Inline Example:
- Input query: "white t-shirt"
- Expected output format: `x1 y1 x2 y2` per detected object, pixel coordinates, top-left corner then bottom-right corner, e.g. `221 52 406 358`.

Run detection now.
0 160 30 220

_ _ _ _ _

▶ **Requirements**
Copy out every line of the data above that contains the string "then", matching case exactly.

▶ **Answer in full**
- Expected output format: `x1 y1 x2 y2` per detected object, pixel coordinates, top-left corner then bottom-right corner, e.g. `221 52 406 358`.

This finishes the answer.